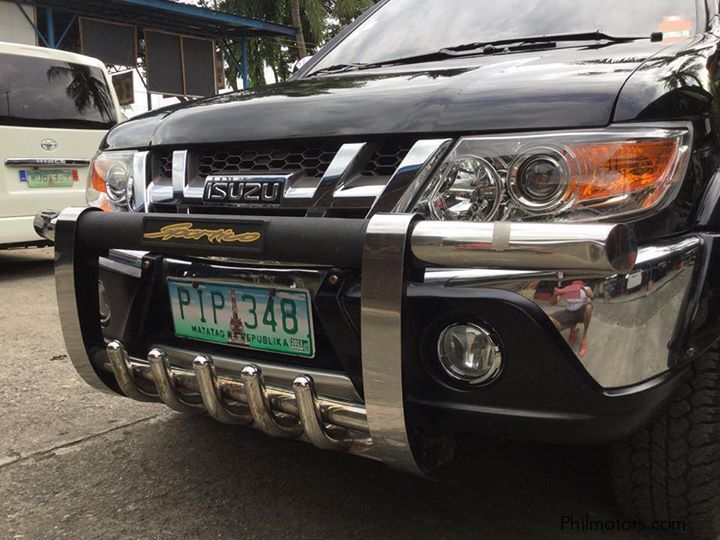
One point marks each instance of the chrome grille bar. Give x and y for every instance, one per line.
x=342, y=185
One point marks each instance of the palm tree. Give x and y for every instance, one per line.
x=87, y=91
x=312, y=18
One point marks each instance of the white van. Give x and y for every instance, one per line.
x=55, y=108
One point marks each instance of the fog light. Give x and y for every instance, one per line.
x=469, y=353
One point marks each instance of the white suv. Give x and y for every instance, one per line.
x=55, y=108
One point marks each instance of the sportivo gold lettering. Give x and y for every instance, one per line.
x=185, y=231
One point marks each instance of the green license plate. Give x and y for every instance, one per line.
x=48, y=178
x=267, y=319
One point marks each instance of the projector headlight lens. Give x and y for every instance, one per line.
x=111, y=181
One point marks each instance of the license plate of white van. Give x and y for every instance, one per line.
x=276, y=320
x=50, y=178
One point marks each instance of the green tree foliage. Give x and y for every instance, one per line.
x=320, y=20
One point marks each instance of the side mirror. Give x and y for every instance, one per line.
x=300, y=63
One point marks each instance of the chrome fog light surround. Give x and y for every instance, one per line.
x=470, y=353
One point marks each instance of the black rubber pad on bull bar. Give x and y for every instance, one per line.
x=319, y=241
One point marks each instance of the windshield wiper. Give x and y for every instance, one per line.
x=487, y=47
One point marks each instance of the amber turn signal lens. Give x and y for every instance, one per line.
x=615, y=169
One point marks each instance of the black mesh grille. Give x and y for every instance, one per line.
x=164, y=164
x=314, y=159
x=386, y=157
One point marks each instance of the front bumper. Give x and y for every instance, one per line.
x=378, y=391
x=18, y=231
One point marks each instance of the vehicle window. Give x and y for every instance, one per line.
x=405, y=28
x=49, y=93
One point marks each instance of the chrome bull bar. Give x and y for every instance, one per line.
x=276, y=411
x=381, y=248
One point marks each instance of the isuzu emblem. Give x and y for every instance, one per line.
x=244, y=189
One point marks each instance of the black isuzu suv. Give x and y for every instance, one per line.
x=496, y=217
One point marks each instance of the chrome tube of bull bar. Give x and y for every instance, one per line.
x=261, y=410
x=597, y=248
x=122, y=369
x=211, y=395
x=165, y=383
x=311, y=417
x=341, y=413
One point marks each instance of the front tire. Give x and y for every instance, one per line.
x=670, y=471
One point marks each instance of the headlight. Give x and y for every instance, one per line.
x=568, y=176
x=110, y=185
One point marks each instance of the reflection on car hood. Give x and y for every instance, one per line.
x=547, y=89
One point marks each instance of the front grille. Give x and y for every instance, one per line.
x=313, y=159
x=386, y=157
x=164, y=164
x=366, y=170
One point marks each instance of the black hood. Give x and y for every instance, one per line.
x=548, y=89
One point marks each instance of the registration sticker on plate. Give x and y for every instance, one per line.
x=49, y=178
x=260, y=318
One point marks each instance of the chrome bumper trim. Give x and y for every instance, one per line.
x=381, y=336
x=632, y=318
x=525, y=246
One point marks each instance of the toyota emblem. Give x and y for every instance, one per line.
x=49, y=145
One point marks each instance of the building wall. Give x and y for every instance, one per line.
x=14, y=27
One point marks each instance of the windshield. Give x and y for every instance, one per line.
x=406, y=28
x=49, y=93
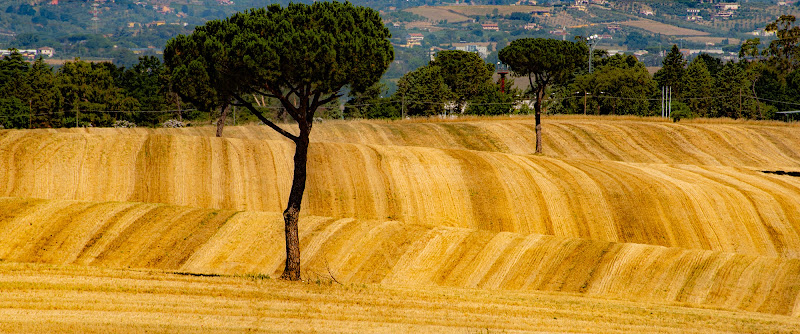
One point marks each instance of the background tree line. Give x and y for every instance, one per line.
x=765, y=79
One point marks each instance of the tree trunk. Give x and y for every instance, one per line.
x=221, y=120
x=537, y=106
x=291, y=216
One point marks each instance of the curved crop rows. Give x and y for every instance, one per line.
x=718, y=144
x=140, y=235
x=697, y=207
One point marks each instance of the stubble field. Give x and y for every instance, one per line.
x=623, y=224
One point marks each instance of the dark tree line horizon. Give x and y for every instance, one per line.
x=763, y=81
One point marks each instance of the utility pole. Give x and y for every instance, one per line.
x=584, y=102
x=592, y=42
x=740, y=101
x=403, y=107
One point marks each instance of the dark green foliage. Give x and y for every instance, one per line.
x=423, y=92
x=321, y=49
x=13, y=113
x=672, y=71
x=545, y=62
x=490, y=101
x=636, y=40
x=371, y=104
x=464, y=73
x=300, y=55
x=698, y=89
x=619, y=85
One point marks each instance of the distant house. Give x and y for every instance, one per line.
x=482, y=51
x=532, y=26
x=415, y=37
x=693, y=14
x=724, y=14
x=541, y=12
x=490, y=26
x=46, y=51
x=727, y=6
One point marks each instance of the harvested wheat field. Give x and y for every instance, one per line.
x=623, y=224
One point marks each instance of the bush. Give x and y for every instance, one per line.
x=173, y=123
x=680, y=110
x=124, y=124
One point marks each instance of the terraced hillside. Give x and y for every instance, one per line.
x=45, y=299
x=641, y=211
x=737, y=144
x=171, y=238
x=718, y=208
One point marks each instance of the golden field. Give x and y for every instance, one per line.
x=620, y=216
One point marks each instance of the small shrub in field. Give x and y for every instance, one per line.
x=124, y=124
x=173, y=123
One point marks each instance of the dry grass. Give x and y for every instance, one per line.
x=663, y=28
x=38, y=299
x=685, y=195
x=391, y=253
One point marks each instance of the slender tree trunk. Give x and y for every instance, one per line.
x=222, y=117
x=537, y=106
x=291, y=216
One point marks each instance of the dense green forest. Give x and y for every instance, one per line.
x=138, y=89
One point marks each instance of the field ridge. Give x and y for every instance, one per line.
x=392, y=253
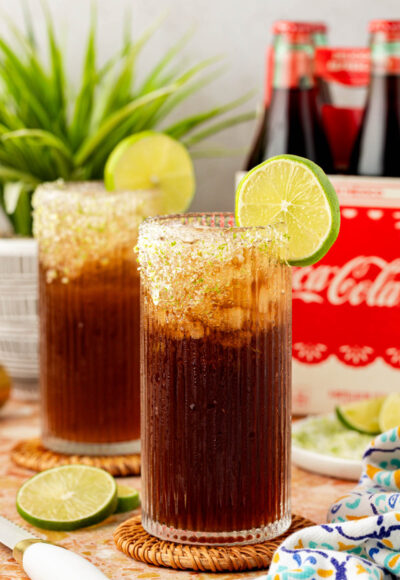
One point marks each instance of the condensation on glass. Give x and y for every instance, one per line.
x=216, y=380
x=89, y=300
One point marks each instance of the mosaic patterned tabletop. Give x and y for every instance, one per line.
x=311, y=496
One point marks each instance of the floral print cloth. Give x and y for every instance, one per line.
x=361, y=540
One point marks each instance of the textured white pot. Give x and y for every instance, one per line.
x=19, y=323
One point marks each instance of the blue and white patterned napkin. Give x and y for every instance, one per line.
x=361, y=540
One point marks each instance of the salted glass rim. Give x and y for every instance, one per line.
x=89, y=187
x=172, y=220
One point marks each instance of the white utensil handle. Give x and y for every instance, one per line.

▶ [Your goal]: Rewrite every row above, changing "one per line" to "each on its own line" and keeping everything else the same. Leave out the pictures.

▶ [Output for this task]:
One point marks each instance of the chrome grille bar. Give x and y for every instance, each on its own line.
x=342, y=185
One point marks each instance of the palm tree. Give x and y for every instance, each on its own line.
x=87, y=91
x=312, y=18
One point marks each instance of the white van. Give x and y for every instance, each on its own line.
x=55, y=108
One point marks each instance of the fog light. Give x and y for every instance, each on its own line.
x=469, y=353
One point marks each instance of the white suv. Give x and y for every instance, each on its own line.
x=55, y=108
One point marks each instance of the sportivo gold lettering. Give x and y for every instance, each on its own line.
x=185, y=231
One point marks each instance of the green license plate. Give x and y for every instance, each on its own line.
x=48, y=178
x=267, y=319
One point marks each instance of the projector headlight lens. Give x and y for every instance, each on its own line.
x=111, y=181
One point marks each instance of the license plate of white van. Give x and y for every instance, each on its own line.
x=276, y=320
x=50, y=178
One point marks each instance of the green tree foliage. Give x and y for every instance, each on its own line.
x=320, y=20
One point marks each instance of the side mirror. Give x and y for every instance, each on its own line.
x=300, y=63
One point marks each instance of the chrome fog light surround. Give x and y for every instance, each on its own line.
x=470, y=353
One point marks each instance of the black rubber pad on bull bar. Give x and y for every instance, each on its own line.
x=319, y=241
One point marks each instance of the windshield wiper. Give x and y for every instance, each on its own line.
x=487, y=47
One point marks each instance of the amber turn signal lens. Give x and y for every instance, each on its own line.
x=615, y=169
One point marks each instance of the black mesh grille. Give x and y for every instance, each on its own line.
x=164, y=164
x=314, y=159
x=386, y=157
One point marks each instance of the front bumper. Give x and y for every instance, each on its own line.
x=378, y=391
x=18, y=231
One point marks each instance of the vehicle window. Give x and y for every instance, each on its own line.
x=405, y=28
x=49, y=93
One point marks each instance of the chrome bull bar. Give x and y for every instance, each on its own line.
x=276, y=411
x=381, y=248
One point marks each instance of the isuzu emblem. Give x and y for every instance, each on its own line.
x=244, y=189
One point marks each instance of the black isuzu suv. Give x and y for every instance, each on its own line.
x=496, y=217
One point marks each instance of the chrome tube of bull bar. Give x and y for every instance, each on its own line.
x=261, y=410
x=597, y=248
x=122, y=369
x=211, y=395
x=165, y=383
x=311, y=417
x=341, y=413
One point marks each instance of the front tire. Give x and y for every instance, each on its own line.
x=670, y=471
One point marks each instance of the headlight. Give x and y for every instance, each on its own line.
x=568, y=176
x=110, y=185
One point marks each instance of the reflection on car hood. Give x and y for every instance, each on its own line.
x=547, y=89
One point marks each instance of the front grille. Give x and y for every instance, each on its own line.
x=313, y=159
x=386, y=157
x=164, y=164
x=366, y=170
One point marks each instance of the black hood. Give x and y for every instance, each on its own line.
x=548, y=89
One point marks each instance of the registration sticker on plate. Give x and y for every instance, each on its own line.
x=49, y=178
x=260, y=318
One point marks each instance of the chrome bumper trim. Give x and y for every instance, each on its own line.
x=381, y=336
x=632, y=318
x=525, y=246
One point marks each instance of the toyota emblem. Give x and y for every instance, each on its own line.
x=49, y=145
One point marks each instance of the building wall. Give x and y for every instance, each on its own line.
x=14, y=27
One point marks each instance of the windshield. Give x and y for every instance, each on its own line.
x=406, y=28
x=49, y=93
One point marks each instance of the background tree line. Give x and y for every instance, each on its own line.
x=765, y=79
One point marks each instance of the tree trunk. Give x and y for every instance, each on its own line.
x=221, y=120
x=537, y=106
x=291, y=216
One point marks each instance of the curved crop rows. Give x and y for every instance, each on its own line.
x=718, y=144
x=140, y=235
x=697, y=207
One point marks each instance of the stubble field. Give x and y for every instance, each on its own line.
x=623, y=224
One point marks each instance of the dark tree line horizon. Give x and y for every instance, each on its own line.
x=763, y=81
One point marks each instance of the utility pole. Give x and y for every instance, each on its own line.
x=584, y=102
x=592, y=42
x=740, y=101
x=403, y=107
One point marks each instance of the dark green foliage. Give x and y for every instance, each on its own line.
x=423, y=92
x=321, y=49
x=13, y=113
x=672, y=71
x=545, y=62
x=490, y=101
x=636, y=40
x=371, y=104
x=464, y=73
x=300, y=55
x=698, y=89
x=619, y=85
One point marks each instance of the distant house. Give x and y for every instance, each on its own line.
x=482, y=51
x=532, y=26
x=415, y=37
x=693, y=14
x=724, y=14
x=541, y=12
x=490, y=26
x=46, y=51
x=727, y=6
One point marks each instance of the harvested wheat field. Give x and y for every instance, each on its own line.
x=623, y=224
One point marks each instance of the bush. Give x and y for every instance, each on its own line.
x=173, y=123
x=680, y=110
x=124, y=124
One point marks each instance of the terraced hillside. Give x and y for every instance, each on its own line.
x=45, y=299
x=641, y=211
x=737, y=144
x=171, y=238
x=718, y=208
One point marks each instance of the golden field. Give x and y for every instance, each on its own line.
x=620, y=216
One point marks each instance of the small shrub in field. Give x and y for every instance, each on its own line.
x=124, y=124
x=173, y=123
One point marks each instance of the dry grass. Give x and y for every instance, each on its own line.
x=663, y=28
x=38, y=299
x=685, y=195
x=391, y=253
One point marks each instance of the slender tree trunk. Give x and y for every instance, each on its own line.
x=222, y=117
x=537, y=106
x=291, y=216
One point marks each instance of the dense green forest. Give x and y for every instance, each on its own line.
x=138, y=89
One point marks each instance of the field ridge. Give x and y for every instance, each on its own line.
x=392, y=253
One point marks each instance of the condensation on glass. Give x and y for every instance, each on its own line.
x=216, y=380
x=89, y=300
One point marks each instance of the mosaic patterned tabletop. Give x and y for every instance, each on its own line.
x=311, y=496
One point marks each instance of the floral print cloth. Give x and y for every instance, each on its own line.
x=361, y=540
One point marks each instance of the textured white pot. Give x and y for every instance, each on its own line.
x=19, y=323
One point marks each instance of the blue and white patterned napkin. Give x and y for every instance, each on its own line.
x=361, y=540
One point marks each instance of the salted glass rim. Give x and y for every instance, each on its own line.
x=89, y=187
x=172, y=220
One point marks each instance of the white utensil handle. Give x and y for every instance, each on its own line.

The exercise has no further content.